Текст страницы:
+++
Короля, конечно, можно понять, ещё бы: попробуйте твёрдой рукой вести в бурном море корабль, когда из всех люков выглядывают хохочущие рожи и на реях расселись зеваки, освистывающие каждый ваш приказ. Вообще, монархия ограниченная, представительная — самый скверный режим.
Но что же делать, господа: если слово дано, его надо держать. Людовик XVIII подписал хартию — кстати, по настоянию Благословенного, так что она гарантирована русским штыком. Карл X поле смерти Людовика подписал тоже — и хартию, и отдельно 14-ю статью: клянусь данную хартию соблюдать и защищать. Ну и соблюдай. Разорвал — свергли — так тебе и надо.
+++
Строки данных:

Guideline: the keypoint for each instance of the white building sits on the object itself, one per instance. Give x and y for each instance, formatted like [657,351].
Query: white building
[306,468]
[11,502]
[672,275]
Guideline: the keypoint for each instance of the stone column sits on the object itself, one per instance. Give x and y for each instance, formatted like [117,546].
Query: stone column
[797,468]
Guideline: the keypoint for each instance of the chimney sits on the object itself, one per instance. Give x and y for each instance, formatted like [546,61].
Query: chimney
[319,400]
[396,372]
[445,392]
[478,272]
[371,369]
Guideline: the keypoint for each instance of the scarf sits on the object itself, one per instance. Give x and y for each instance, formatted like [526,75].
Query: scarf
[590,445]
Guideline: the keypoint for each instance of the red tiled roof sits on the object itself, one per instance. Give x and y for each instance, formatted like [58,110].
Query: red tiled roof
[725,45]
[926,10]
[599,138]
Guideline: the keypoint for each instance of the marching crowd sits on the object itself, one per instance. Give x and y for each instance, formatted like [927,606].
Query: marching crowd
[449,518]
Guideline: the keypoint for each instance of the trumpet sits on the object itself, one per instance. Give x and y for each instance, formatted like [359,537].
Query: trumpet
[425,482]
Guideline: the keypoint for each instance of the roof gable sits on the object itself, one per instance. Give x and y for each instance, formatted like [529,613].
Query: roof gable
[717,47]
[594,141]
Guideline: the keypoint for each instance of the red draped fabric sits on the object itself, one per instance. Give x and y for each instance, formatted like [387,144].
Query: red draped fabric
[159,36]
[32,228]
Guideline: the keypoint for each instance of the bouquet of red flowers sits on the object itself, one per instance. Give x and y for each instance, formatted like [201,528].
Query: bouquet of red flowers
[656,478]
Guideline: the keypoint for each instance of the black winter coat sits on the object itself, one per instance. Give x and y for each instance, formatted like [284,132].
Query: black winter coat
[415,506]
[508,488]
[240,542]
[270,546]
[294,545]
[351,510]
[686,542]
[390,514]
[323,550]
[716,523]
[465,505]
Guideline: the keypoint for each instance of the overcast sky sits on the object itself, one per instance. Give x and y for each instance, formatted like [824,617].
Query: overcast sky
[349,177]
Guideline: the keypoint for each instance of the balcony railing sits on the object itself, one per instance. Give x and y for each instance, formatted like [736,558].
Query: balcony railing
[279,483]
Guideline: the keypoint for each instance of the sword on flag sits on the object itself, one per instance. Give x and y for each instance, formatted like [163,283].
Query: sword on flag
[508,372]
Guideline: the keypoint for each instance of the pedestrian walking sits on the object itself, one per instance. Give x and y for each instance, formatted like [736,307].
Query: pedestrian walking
+++
Поставленная задача 1:
Перепишите из текста страницы без изменений отрывок от слов «Но что же делать, господа: если» до слов «тебе и надо.».
Поставленная задача 2:
Какой режим в тексте страницы назван самым скверным?
При выполнении опирайтесь исключительно на текст страницы.

Ответ 1:
Но что же делать, господа: если слово дано, его надо держать. Людовик XVIII подписал хартию — кстати, по настоянию Благословенного, так что она гарантирована русским штыком. Карл X поле смерти Людовика подписал тоже — и хартию, и отдельно 14-ю статью: клянусь данную хартию соблюдать и защищать. Ну и соблюдай. Разорвал — свергли — так тебе и надо.

Ответ 2:
Монархия ограниченная, представительная.